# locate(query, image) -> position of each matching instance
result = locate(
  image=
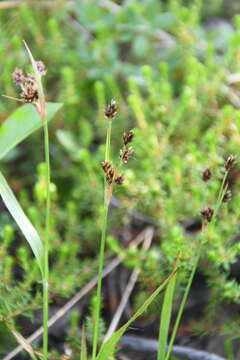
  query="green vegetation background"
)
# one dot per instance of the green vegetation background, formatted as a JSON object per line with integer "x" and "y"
{"x": 169, "y": 65}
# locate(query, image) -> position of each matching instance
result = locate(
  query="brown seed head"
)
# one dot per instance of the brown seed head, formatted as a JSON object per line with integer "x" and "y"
{"x": 128, "y": 137}
{"x": 110, "y": 175}
{"x": 206, "y": 175}
{"x": 119, "y": 179}
{"x": 41, "y": 68}
{"x": 227, "y": 196}
{"x": 29, "y": 94}
{"x": 230, "y": 162}
{"x": 125, "y": 154}
{"x": 30, "y": 79}
{"x": 111, "y": 110}
{"x": 207, "y": 214}
{"x": 106, "y": 165}
{"x": 18, "y": 77}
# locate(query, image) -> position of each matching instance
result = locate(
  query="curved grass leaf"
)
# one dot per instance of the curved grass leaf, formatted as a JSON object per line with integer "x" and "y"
{"x": 110, "y": 345}
{"x": 166, "y": 317}
{"x": 21, "y": 219}
{"x": 21, "y": 123}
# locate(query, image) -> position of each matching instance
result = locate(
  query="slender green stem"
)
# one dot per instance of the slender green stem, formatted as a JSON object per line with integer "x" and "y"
{"x": 221, "y": 194}
{"x": 46, "y": 243}
{"x": 102, "y": 249}
{"x": 183, "y": 302}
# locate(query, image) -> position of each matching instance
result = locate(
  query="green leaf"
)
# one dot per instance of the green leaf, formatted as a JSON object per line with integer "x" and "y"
{"x": 166, "y": 317}
{"x": 22, "y": 123}
{"x": 21, "y": 219}
{"x": 109, "y": 346}
{"x": 83, "y": 355}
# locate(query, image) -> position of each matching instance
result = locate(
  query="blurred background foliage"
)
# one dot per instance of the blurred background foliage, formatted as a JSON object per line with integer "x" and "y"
{"x": 173, "y": 68}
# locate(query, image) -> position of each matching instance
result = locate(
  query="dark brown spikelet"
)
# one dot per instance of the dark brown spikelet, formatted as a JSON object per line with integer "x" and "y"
{"x": 230, "y": 162}
{"x": 106, "y": 165}
{"x": 119, "y": 179}
{"x": 207, "y": 214}
{"x": 206, "y": 175}
{"x": 110, "y": 175}
{"x": 29, "y": 94}
{"x": 111, "y": 110}
{"x": 128, "y": 137}
{"x": 18, "y": 77}
{"x": 30, "y": 79}
{"x": 41, "y": 68}
{"x": 227, "y": 196}
{"x": 126, "y": 154}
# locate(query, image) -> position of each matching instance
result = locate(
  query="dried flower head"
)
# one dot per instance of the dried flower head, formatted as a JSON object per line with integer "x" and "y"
{"x": 30, "y": 79}
{"x": 111, "y": 110}
{"x": 207, "y": 214}
{"x": 110, "y": 175}
{"x": 128, "y": 137}
{"x": 227, "y": 196}
{"x": 125, "y": 154}
{"x": 206, "y": 175}
{"x": 29, "y": 94}
{"x": 230, "y": 162}
{"x": 106, "y": 165}
{"x": 41, "y": 68}
{"x": 119, "y": 179}
{"x": 18, "y": 77}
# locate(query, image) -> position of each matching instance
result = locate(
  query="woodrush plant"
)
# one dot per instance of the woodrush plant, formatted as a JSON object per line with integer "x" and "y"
{"x": 32, "y": 93}
{"x": 209, "y": 216}
{"x": 187, "y": 84}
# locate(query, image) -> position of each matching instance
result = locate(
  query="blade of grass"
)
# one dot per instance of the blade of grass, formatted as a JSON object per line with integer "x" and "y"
{"x": 21, "y": 123}
{"x": 83, "y": 355}
{"x": 109, "y": 346}
{"x": 107, "y": 197}
{"x": 22, "y": 341}
{"x": 166, "y": 317}
{"x": 23, "y": 222}
{"x": 42, "y": 110}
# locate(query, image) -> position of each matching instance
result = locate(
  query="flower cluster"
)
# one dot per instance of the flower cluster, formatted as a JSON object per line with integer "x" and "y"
{"x": 207, "y": 213}
{"x": 27, "y": 83}
{"x": 112, "y": 172}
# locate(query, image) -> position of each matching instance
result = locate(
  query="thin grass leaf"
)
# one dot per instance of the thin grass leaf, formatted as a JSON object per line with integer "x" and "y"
{"x": 22, "y": 341}
{"x": 83, "y": 355}
{"x": 21, "y": 123}
{"x": 36, "y": 73}
{"x": 109, "y": 346}
{"x": 21, "y": 219}
{"x": 166, "y": 317}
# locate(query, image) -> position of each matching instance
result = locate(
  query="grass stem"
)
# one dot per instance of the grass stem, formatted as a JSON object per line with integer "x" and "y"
{"x": 107, "y": 196}
{"x": 46, "y": 242}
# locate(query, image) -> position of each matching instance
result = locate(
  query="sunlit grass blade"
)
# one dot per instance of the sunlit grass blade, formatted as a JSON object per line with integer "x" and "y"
{"x": 83, "y": 355}
{"x": 109, "y": 346}
{"x": 21, "y": 123}
{"x": 166, "y": 317}
{"x": 36, "y": 73}
{"x": 22, "y": 341}
{"x": 21, "y": 219}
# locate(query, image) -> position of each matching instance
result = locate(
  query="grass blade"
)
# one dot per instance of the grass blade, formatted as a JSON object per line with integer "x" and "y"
{"x": 22, "y": 341}
{"x": 166, "y": 317}
{"x": 109, "y": 346}
{"x": 83, "y": 355}
{"x": 21, "y": 123}
{"x": 21, "y": 219}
****
Aim of the task => Return each line from the entries above that contains the string "background".

Answer for the task =>
  query="green vegetation background"
# one dot per instance of the green vegetation background, formatted as a JSON object per line with integer "x" and "y"
  query="blurred background foliage"
# one dot per instance of the blurred background foliage, formatted as a JSON object per line with integer "x" and "y"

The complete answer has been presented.